----- Supplied passage

= Mobile Guerrilla Force =

Mobile guerrilla forces were guerrilla warfare elements in the Vietnam War in 1966 and 1967. United States Army Special Forces trained and led the units, created in the fall of 1966, during refinement and amplification of the mobile strike concept.

==Purpose==

These guerrilla units were organized, trained, and equipped to operate in remote areas previously considered to be Viet Cong or North Vietnamese Army havens. Usually almost no reconnaissance or clearing operations had been carried out in such territory. Instituted as economy of force units, the troops of the mobile guerrilla forces would infiltrate an area to interdict enemy routes, conduct surveillance, seek out enemy forces and installations, and collect intelligence along their axis of advance. Viet Cong base camps were found, watched, and raided if possible, or were harassed if the enemy was too well defended and organized. Lines of communication were cut by means of raids and ambushes, and were planted with mines and booby traps. Storage areas for supplies were found and eliminated, and air strikes were directed and the results assessed.

----------
----- Information provided

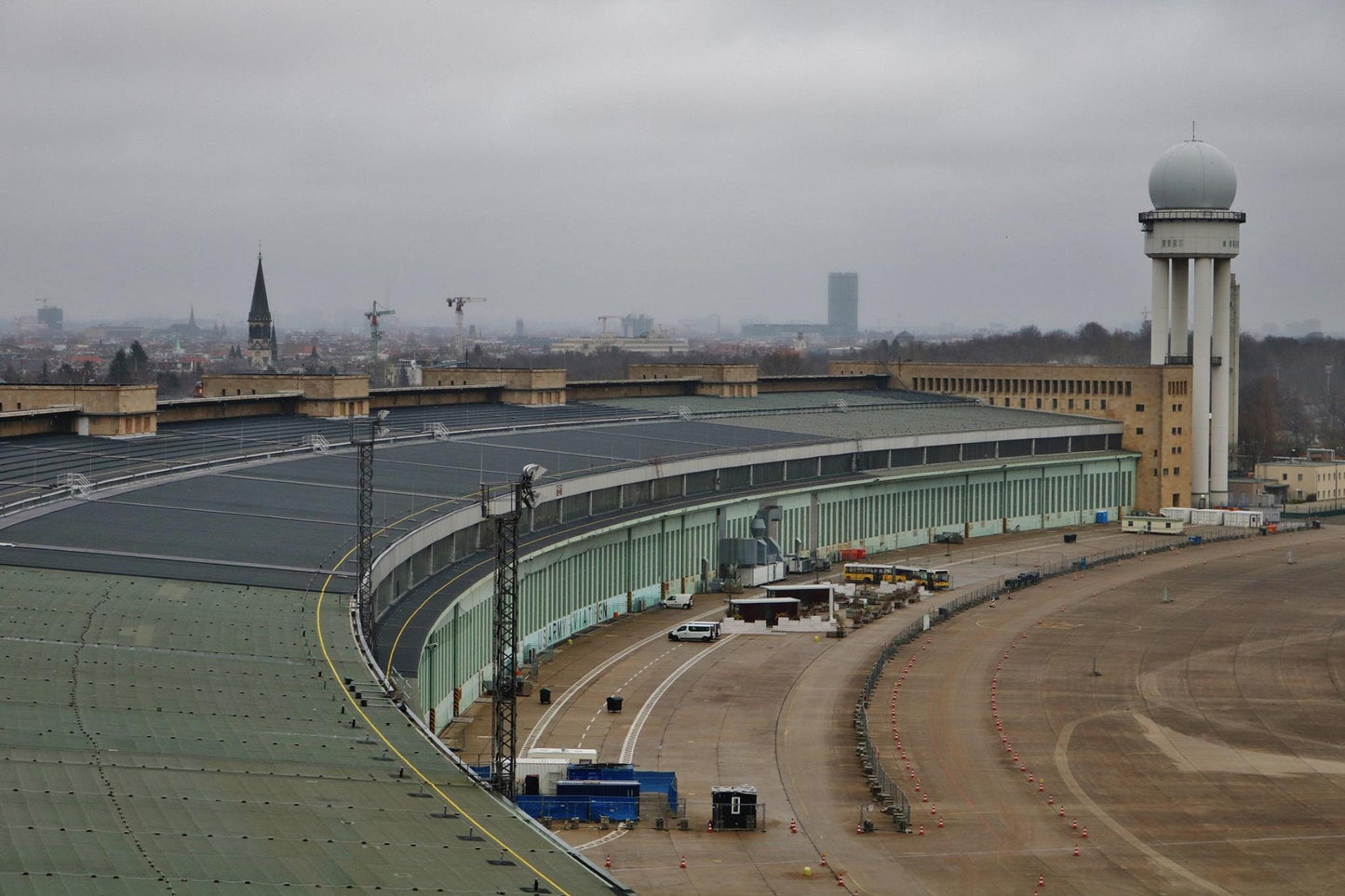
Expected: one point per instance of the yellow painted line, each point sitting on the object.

----------

Exercises to complete:
#1 In the passage on mobile guerrilla forces, who trained and led the units?
#2 Please carry on the article about mobile guerrilla forces from its final sentence.

Task-by-task answers:
#1 United States Army Special Forces.

#2
==Operations==

A mobile guerrilla force unit was inserted into its assigned tactical area of operations by the most unobtrusive means available. Once in the area of operations, the unit became a true guerrilla force in every respect except that of living solely off the land. Selected items of resupply were delivered by air. The guerrilla force operated from mobile bases, and the troops were capable of remaining and operating in a particular area for thirty to sixty days. The guerrilla force required complete freedom of action within a specified area of operations in order to achieve success. For this reason, once an area was designated for the conduct of an operation, the mobile guerrilla force "owned" that area—including control of air support.

==Advantages==
The guerrilla forces had essentially the same desirable characteristics as the mobile strike forces with the following exceptions: the mobile guerrilla force troops were highly responsive to the needs of the Special Forces companies in each of the four corps tactical zones in that operational control rested with the Special Forces company commander for the mobile guerrilla force located in his corps tactical zone; each mobile guerrilla force unit was wholly commanded and controlled by a Special Forces A detachment (the mobile strike forces went under joint U.S.-Vietnamese Special Forces command in December 1966); and each mobile guerrilla force unit was trained to operate as an independent unit with no reinforcement or mutual support.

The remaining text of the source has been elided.